-- Document text follows --

But everyone you know is busy coming and going from Italy, and they're all bragging about what a wonderful time they had there. And for the rest of your life you will say, "Yes, that's where I was supposed to go. That's what I had planned."

The pain of that will never, ever, go away, because the loss of that dream is a very significant loss.

But if you spend your life mourning the fact that you didn't get to Italy, you may never be free to enjoy the very special, the very lovely things about Holland.

Written by Emily Perl Kingsley

****Copied and pasted here***

Monday, April 2, 2012

An Autism Story, my son's story....

I get asked all the time, "How did you know?". This question always sends me back in time. A wave of emotions come over me and I seem to relive it in the 30 seconds that it takes me to respond. I don't think that I ever want to forget, so I am going to write out his/our story here.

My son (Little Buddy - affectionately named) was born in June. He was perfect! He had ten little toes and ten little fingers. He had a head full of hair (so long that I cut it when got home from the hospital). I thought this was it! I fell in love with him the first time I held him. We brought him home and he began to progress just like any other child. He just didn't sleep very well at night, he did struggle with this a lot. He smiled at me, laughed, rolled over, sat up and even said "Moma". Then out of the blue everything changed.

He began to do little things that most people would think "That is too cool!". I remember he used to lay his blocks out like this: blue, yellow, red, blue yellow and red. If I moved them he would have a fit!!! My Mr. and I were in the living room and I had given our Little Buddy a bowl of cherios. He laid them in a straight line around the table, then proceeded to do this: the first of the set of 3 he ate, the second one went in the bowl, and then he went around again and ate the third one. We just starred at each other in amazement.

-- Document text concluded --

Exercise ▸ Write out the text above word for word, starting with "But everyone you" and going on through "things about Holland.".

-- Records provided follows --

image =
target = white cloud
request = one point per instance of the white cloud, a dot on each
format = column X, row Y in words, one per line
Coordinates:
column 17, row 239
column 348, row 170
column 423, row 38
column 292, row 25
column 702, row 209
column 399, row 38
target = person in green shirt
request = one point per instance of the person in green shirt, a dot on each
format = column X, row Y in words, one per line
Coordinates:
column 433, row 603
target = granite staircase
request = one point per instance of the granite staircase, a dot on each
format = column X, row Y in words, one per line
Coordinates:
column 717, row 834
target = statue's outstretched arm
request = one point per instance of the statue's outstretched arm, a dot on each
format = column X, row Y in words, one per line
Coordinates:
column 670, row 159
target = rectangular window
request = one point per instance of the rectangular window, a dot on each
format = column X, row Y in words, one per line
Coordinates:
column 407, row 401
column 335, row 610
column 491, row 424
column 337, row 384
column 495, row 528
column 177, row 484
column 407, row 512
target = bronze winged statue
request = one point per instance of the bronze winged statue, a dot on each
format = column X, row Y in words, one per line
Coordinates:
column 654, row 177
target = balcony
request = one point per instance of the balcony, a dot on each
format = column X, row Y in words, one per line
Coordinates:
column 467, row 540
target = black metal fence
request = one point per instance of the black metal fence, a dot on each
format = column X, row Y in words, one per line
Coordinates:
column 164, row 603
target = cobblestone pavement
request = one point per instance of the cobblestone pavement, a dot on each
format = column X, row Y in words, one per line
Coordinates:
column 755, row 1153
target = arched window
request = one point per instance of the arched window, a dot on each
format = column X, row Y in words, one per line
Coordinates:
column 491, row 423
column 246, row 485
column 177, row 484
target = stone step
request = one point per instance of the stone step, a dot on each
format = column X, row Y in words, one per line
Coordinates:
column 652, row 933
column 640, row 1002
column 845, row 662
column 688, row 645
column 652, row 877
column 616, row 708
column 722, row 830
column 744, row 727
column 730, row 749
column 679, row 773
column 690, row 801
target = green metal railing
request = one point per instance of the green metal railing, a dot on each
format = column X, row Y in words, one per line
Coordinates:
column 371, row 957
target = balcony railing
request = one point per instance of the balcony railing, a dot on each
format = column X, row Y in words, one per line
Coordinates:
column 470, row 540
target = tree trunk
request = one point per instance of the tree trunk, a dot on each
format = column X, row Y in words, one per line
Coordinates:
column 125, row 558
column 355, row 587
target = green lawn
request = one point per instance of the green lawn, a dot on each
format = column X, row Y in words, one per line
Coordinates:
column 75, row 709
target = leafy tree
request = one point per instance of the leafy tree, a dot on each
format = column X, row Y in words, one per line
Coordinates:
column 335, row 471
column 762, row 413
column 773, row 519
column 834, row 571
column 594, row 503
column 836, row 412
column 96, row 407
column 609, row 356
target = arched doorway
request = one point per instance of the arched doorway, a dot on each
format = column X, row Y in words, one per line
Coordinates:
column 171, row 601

-- Records provided concluded --

Result of this task ▸
But everyone you know is busy coming and going from Italy, and they're all bragging about what a wonderful time they had there. And for the rest of your life you will say, "Yes, that's where I was supposed to go. That's what I had planned."

The pain of that will never, ever, go away, because the loss of that dream is a very significant loss.

But if you spend your life mourning the fact that you didn't get to Italy, you may never be free to enjoy the very special, the very lovely things about Holland.